Nick and I have — do we? — (we have to say goodbye, because she has to go away into her adult life) — a lovely grownup daughter. She is twenty-two now, and has just been abroad for the third year of her languages degree at Durham. She is tall and strong and beautiful (when she stands up straight) — a jeune fille en fleur , full of jokes and ideas, writing songs and articles, road-running, cooking. But I haven’t stopped worrying: that is the cost. I thought I had mysteriously escaped it, but love extends the surface area of your skin. You can soak up more light, you can be endlessly surprised, but you are also more vulnerable.

When she was abroad, if she was quiet, had she been abducted? My heart leaped when the Skype symbol flickered at the bottom of my computer screen and her dear, her pixillated face appeared, her laughing mouth and high, wide forehead, or just a Skype message, when the screen didn’t work or she had just got up and didn’t want me to know it, ‘are you there, madre?’ brief, no capitals, but presaging a mutual helter-skelter of words, surreal jokes, gossip, confessions — or I open my email and see the capitals: R RANKIN-GEE. Hurray, hurray.

#### Task details:
According to the passage about the grown-up daughter, how old is she?

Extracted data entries
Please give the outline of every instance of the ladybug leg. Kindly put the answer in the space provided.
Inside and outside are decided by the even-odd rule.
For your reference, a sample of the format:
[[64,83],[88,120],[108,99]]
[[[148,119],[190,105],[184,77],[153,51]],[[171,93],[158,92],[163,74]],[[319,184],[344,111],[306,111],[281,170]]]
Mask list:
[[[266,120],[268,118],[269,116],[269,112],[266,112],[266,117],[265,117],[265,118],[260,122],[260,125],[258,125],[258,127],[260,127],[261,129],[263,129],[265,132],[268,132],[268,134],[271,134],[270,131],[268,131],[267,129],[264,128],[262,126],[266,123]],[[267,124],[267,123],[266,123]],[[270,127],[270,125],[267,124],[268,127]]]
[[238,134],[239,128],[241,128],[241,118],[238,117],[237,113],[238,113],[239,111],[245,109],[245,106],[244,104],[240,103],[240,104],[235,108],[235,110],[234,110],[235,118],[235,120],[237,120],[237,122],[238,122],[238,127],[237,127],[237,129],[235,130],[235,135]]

--

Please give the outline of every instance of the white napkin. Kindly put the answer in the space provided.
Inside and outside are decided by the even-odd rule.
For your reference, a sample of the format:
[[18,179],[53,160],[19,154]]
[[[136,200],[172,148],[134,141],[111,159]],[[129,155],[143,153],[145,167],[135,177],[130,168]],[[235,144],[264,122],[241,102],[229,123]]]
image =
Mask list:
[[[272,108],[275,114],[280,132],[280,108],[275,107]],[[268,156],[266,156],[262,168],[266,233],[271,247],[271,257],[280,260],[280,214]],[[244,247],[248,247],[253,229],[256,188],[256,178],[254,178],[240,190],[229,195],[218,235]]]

#### Exercise output:
She is twenty-two.